▸ Material for the task:
"""

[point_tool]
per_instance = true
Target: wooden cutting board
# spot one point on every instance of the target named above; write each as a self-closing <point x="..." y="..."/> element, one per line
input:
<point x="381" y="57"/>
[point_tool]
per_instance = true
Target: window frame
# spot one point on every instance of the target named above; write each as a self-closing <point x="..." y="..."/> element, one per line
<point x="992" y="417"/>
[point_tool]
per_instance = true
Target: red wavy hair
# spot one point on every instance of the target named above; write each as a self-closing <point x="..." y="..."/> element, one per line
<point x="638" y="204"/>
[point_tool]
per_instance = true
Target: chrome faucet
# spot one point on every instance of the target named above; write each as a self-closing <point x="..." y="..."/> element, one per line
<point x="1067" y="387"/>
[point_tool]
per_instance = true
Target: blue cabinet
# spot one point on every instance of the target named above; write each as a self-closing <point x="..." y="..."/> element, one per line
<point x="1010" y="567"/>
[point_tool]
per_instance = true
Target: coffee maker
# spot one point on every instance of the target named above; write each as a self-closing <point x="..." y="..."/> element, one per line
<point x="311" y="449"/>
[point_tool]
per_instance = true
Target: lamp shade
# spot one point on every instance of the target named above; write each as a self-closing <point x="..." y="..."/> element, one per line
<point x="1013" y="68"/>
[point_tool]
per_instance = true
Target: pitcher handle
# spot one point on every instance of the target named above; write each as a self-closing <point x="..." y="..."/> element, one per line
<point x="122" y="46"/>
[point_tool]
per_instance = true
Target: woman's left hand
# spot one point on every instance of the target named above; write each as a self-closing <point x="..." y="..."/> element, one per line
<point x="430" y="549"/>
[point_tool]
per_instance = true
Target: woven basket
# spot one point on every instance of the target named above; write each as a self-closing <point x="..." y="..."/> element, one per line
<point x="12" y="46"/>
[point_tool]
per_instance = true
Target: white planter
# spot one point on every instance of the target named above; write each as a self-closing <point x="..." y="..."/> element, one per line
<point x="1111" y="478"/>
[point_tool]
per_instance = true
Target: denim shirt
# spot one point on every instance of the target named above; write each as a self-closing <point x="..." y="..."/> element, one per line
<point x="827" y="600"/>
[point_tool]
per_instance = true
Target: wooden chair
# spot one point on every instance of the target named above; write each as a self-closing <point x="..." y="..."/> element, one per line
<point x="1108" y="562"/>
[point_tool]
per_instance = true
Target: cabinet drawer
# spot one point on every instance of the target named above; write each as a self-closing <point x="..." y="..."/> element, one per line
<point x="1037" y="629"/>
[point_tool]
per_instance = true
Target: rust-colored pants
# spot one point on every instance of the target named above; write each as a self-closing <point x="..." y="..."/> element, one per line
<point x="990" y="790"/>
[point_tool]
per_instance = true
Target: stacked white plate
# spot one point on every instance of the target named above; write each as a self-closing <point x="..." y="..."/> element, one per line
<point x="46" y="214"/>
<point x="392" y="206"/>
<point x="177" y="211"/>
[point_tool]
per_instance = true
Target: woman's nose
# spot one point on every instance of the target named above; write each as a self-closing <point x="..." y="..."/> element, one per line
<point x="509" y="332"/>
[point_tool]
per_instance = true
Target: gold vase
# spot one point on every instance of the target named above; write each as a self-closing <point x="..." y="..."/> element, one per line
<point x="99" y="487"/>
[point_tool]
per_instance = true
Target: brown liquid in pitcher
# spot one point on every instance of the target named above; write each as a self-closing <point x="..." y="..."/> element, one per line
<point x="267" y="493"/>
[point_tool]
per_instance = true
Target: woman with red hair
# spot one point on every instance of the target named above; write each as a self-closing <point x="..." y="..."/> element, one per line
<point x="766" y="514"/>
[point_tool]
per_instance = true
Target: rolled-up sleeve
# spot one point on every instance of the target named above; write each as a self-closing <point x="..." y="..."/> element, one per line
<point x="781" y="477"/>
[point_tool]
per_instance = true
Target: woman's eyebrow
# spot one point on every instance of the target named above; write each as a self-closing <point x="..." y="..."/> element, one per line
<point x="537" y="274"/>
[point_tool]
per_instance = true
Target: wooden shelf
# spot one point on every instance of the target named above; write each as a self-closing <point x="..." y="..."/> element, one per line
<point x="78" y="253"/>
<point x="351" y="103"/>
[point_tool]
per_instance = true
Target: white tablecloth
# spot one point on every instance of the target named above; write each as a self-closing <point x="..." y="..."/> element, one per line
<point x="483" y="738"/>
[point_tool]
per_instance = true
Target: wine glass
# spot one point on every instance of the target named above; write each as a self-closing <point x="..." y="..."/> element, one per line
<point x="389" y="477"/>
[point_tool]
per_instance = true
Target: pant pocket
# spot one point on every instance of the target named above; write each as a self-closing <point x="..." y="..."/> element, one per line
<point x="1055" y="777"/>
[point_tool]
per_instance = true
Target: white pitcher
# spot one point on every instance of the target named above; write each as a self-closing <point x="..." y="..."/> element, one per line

"""

The records above should be returned exactly.

▸ Result of this task:
[point_tool]
per_instance = true
Target: wooden cutting board
# spot one point on every instance of the target named above; write each as a self-closing <point x="..." y="..."/> element, one per line
input:
<point x="381" y="57"/>
[point_tool]
per_instance = true
Target: window frame
# spot one point on every instance of the target named above; write each as a self-closing <point x="..." y="..."/> element, one per line
<point x="992" y="417"/>
[point_tool]
per_instance = true
Target: red wavy hair
# spot one point on every instance of the target named above; write each as a self-closing <point x="..." y="..."/> element, one per line
<point x="638" y="204"/>
[point_tool]
per_instance = true
Target: chrome faucet
# spot one point on every instance of the target named above; write each as a self-closing <point x="..." y="..."/> element, one per line
<point x="1067" y="387"/>
[point_tool]
per_instance = true
Target: blue cabinet
# spot one point on every instance of the target named above; write each as a self-closing <point x="..." y="..."/> element, one per line
<point x="1010" y="567"/>
[point_tool]
per_instance = true
Target: coffee maker
# spot one point on every instance of the target named above; write each as a self-closing <point x="..." y="..."/> element, one per line
<point x="311" y="449"/>
[point_tool]
per_instance = true
Target: lamp shade
# spot one point on every instance of the target named above; write each as a self-closing <point x="..." y="..."/> element, one per line
<point x="1013" y="68"/>
[point_tool]
per_instance = true
Target: pitcher handle
# spot one point on every instance of the target named above; write each as a self-closing <point x="..." y="..."/> element, one per line
<point x="122" y="46"/>
[point_tool]
per_instance = true
Target: woman's left hand
# spot one point on every instance of the target named above; write each as a self-closing <point x="..." y="..."/> element, one per line
<point x="430" y="549"/>
[point_tool]
per_instance = true
Target: woven basket
# spot one point on every instance of the target named above; write each as a self-closing <point x="..." y="..."/> element, one per line
<point x="12" y="46"/>
[point_tool]
per_instance = true
Target: white planter
# spot one point on every instance of the target named above; write each as a self-closing <point x="..." y="..."/> element, one per line
<point x="1111" y="478"/>
[point_tool]
per_instance = true
Target: denim shirt
# spot one point on every instance of the target named above; write each as a self-closing <point x="..." y="..."/> element, one per line
<point x="827" y="600"/>
[point_tool]
per_instance = true
Target: wooden chair
# spot one point on every instance of the target named above; write each as a self-closing <point x="..." y="..."/> element, one per line
<point x="1108" y="562"/>
[point_tool]
per_instance = true
Target: cabinet drawer
# spot one point on every instance of the target named above; write each as a self-closing <point x="..." y="..."/> element, one per line
<point x="1037" y="629"/>
[point_tool]
per_instance = true
Target: rust-colored pants
# spot one point on every instance of the target named above; write each as a self-closing <point x="..." y="..."/> element, one per line
<point x="990" y="790"/>
[point_tool]
per_instance = true
Target: stacked white plate
# spot one point on every instance of the target named above; write each as a self-closing <point x="..." y="..."/> element, one per line
<point x="46" y="214"/>
<point x="392" y="206"/>
<point x="177" y="211"/>
[point_tool]
per_instance = true
Target: woman's nose
# spot one point on every instance of the target named above; write each as a self-closing <point x="..." y="..."/> element, one per line
<point x="509" y="332"/>
[point_tool]
per_instance = true
Target: gold vase
# spot one point on every instance of the target named above; write each as a self-closing <point x="..." y="..."/> element, one per line
<point x="99" y="487"/>
[point_tool]
per_instance = true
Target: brown liquid in pitcher
# spot one point on every instance of the target named above; write each as a self-closing <point x="..." y="..."/> element, one per line
<point x="267" y="493"/>
[point_tool]
per_instance = true
Target: woman with red hair
# spot one point on every instance of the target named above; write each as a self-closing <point x="..." y="..."/> element, one per line
<point x="766" y="514"/>
[point_tool]
per_instance = true
Target: rolled-up sleeve
# spot one point on every instance of the target named above; write each as a self-closing <point x="..." y="..."/> element, one per line
<point x="781" y="477"/>
[point_tool]
per_instance = true
Target: woman's eyebrow
# spot one point on every instance of the target named above; write each as a self-closing <point x="..." y="..."/> element, one per line
<point x="537" y="274"/>
[point_tool]
per_instance = true
Target: wooden shelf
# spot one point on every instance of the target named above; write each as a self-closing <point x="..." y="..."/> element, one per line
<point x="78" y="253"/>
<point x="351" y="103"/>
[point_tool]
per_instance = true
Target: white tablecloth
# spot one point on every instance of the target named above; write each as a self-closing <point x="..." y="..."/> element, one per line
<point x="483" y="738"/>
[point_tool]
per_instance = true
Target: wine glass
# spot one point on every instance of the target named above; write each as a self-closing <point x="..." y="..."/> element, one per line
<point x="389" y="477"/>
[point_tool]
per_instance = true
Target: pant pocket
# spot one point on every instance of the target named above; write each as a self-closing <point x="..." y="..."/> element, one per line
<point x="1055" y="777"/>
[point_tool]
per_instance = true
Target: white pitcher
# spot one point on every instance of the target named above; write each as a self-closing <point x="..." y="..."/> element, one per line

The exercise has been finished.